GIVEN PROBLEM
Gather every line in the records below that contains the string "wall", matching case exactly.

[Entries from a pointing dataset]
====

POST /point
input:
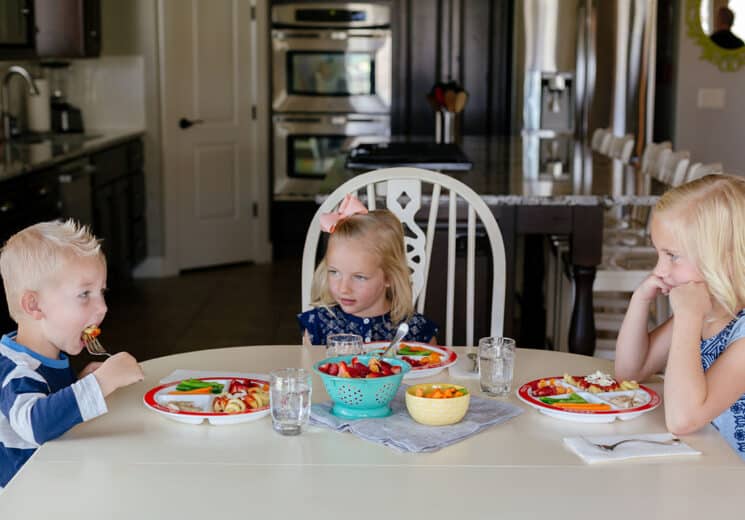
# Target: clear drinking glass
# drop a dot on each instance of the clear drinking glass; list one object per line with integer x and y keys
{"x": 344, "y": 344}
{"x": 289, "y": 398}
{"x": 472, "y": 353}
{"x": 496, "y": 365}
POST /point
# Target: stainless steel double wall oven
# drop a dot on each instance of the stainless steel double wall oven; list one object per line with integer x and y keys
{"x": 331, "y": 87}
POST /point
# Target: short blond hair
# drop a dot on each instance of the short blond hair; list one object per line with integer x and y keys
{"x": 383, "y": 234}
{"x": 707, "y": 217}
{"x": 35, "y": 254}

====

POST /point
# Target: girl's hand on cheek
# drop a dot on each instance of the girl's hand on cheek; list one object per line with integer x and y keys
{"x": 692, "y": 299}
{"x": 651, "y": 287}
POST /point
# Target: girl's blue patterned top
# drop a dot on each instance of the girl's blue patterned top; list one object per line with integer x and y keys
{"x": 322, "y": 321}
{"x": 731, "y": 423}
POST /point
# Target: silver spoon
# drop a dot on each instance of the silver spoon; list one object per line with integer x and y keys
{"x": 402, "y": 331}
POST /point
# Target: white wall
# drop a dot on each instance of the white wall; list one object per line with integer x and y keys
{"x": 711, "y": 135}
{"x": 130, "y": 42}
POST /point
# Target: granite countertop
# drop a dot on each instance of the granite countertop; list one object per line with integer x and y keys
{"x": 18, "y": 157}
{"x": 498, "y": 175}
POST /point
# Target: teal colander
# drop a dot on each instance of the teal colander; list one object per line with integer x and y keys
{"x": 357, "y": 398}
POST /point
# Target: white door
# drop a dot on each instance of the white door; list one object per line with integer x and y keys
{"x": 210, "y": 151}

====

ANSWER FOR THE TASK
# Target: stainless steel double wall oven
# drop a dot on each instance of the stainless steel double wall oven; list one object per line with integer x and y keys
# Target: white wall
# drop a dot on each instance of the white wall; list one object per line with integer x and y keys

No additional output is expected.